QUÉ HACER
**1)** Cambia "dinamita" por "pólvora" y reproduce el fragmento sobre Beckett empezando por "El lector de" y siguiendo hasta "su inmensa belleza.".
**2)** Pasa al inglés esta oración del fragmento sobre Beckett: «Al otorgarle el premio se le quiso convertir en artículo de consumo y hacerlo inofensivo.»

FRAGMENTO
○ ○ ○ ○ ○
A partir de allí se le abrieron las puertas. Malone muere y Esperando a Godot; una obra teatral que pertenece al «teatro del absurdo», se estrena dando lugar a uno de los que muchos dijeron, era el acontecimiento del siglo. Entonces el público descubre a Beckett. Pero la dificultad que encierra su literatura y la absoluta falta de respeto a los prejuicios lo mantuvo circunscrito a un determinado tipo de público, no al de las grandes masas acostumbrada a respetar los cánones, no. Beckett fue escogido por el grupo selecto de pensadores existencialistas de la década de los cincuenta. Cuando en octubre de de 1969 recibe el Premio Nobel de Literatura, sólo pocos amigos sabían su paradero pues era un hombre que huía de la propaganda. Y de hecho, creo que con ese premio se le quiso untar de vaselina. La razón: Beckett era algo más que un escritor social, su literatura sólo puede compararse en violencia destructora, de denuncia radical de la sociedad absurda en que vivimos, con la de Kafka, silenciado y también desconocido durante muchos años. Al otorgarle el premio se le quiso convertir en artículo de consumo y hacerlo inofensivo. Pero al parecer, ya Beckett había dicho todo lo que tenía que decir. En los años siguientes escribió cada vez menos, y como parece que ninguno de los problemas que sus obras plantean tiene respuestas, él mismo se planteó una vez la pregunta: ¿Para qué seguir escribiendo?
El lector de Beckett no debe hacerse ilusiones, no es un premio Nobel cualquiera, su lectura no es un sedante reposado que asegura un sueño tranquilo aunque su estilo sea en ocasiones monótono. Y aquí voy a copiar literalmente lo que escribió de él Carlos Ayala, el prologuista de Molloy:
¡Es dinamita! ¡La mejor dinamita avalada nunca por Alfred Nobel! Beckett nos arroja al rostro el único revulsivo capaz de despertar al dormido mundo nuestro: al hombre mismo, con una sinceridad brutal, escandalizante, ofensiva, tan desnudo e indigente que no hay escape posible a la contemplación de sus vergüenzas. Pero tampoco a su inmensa belleza.
○ ○ ○ ○ ○
DATOS PROPORCIONADOS
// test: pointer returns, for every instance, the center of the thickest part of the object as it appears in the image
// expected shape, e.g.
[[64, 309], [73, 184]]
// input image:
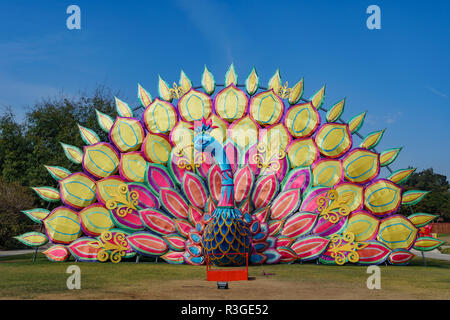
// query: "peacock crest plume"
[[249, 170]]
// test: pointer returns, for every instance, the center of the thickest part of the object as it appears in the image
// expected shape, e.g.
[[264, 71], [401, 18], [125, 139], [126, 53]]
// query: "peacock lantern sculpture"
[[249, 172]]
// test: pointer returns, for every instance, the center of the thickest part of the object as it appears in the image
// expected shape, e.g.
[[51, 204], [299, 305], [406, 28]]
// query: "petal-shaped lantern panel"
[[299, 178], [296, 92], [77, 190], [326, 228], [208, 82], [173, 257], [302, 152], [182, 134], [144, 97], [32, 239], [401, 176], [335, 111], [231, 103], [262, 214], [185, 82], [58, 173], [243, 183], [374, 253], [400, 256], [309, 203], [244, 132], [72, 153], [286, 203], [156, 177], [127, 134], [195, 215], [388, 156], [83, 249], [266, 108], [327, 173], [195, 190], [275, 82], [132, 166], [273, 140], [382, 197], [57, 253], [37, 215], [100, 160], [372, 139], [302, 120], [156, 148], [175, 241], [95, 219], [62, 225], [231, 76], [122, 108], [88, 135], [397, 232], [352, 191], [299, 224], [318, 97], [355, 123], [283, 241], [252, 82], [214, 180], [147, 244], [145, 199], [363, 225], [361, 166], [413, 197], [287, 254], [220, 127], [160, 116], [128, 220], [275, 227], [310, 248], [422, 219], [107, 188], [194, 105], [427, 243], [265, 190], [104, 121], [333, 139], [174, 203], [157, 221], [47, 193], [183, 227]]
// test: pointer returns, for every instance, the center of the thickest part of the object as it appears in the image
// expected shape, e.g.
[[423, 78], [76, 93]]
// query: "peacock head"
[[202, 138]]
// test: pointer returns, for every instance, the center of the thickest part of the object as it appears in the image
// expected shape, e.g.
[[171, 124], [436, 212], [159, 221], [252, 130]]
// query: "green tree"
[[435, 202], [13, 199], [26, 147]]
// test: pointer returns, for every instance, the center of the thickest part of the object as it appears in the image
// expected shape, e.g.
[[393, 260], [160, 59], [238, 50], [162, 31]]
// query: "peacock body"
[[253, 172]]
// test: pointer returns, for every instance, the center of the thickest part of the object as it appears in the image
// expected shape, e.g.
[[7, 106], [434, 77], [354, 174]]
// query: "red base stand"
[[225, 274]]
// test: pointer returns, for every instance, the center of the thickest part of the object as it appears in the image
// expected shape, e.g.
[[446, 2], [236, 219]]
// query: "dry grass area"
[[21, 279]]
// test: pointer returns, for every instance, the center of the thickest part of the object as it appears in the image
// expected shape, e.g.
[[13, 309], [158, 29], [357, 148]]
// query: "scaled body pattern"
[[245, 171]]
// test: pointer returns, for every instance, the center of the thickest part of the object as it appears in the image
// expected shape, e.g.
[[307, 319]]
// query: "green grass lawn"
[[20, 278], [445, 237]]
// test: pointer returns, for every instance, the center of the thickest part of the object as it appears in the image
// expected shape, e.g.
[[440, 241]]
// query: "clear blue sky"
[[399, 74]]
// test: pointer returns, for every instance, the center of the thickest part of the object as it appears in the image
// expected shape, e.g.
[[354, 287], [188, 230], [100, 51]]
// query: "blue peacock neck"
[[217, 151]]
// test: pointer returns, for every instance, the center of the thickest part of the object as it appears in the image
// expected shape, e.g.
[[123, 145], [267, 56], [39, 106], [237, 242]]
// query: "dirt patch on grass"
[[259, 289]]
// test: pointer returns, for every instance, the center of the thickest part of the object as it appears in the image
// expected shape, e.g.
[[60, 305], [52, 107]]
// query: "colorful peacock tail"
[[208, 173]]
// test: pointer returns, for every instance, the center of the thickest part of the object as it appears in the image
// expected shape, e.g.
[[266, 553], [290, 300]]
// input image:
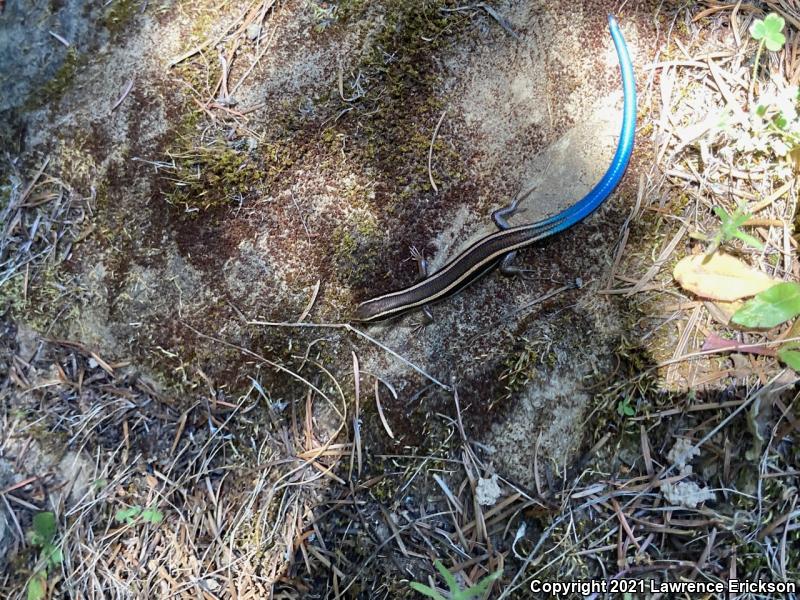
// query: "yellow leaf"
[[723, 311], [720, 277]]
○ ○ ○ ○ ○
SOLUCIONES
**1)**
El lector de Beckett no debe hacerse ilusiones, no es un premio Nobel cualquiera, su lectura no es un sedante reposado que asegura un sueño tranquilo aunque su estilo sea en ocasiones monótono. Y aquí voy a copiar literalmente lo que escribió de él Carlos Ayala, el prologuista de Molloy:
¡Es pólvora! ¡La mejor pólvora avalada nunca por Alfred Nobel! Beckett nos arroja al rostro el único revulsivo capaz de despertar al dormido mundo nuestro: al hombre mismo, con una sinceridad brutal, escandalizante, ofensiva, tan desnudo e indigente que no hay escape posible a la contemplación de sus vergüenzas. Pero tampoco a su inmensa belleza.

**2)** By awarding him the prize, they sought to turn him into a consumer product and render him harmless.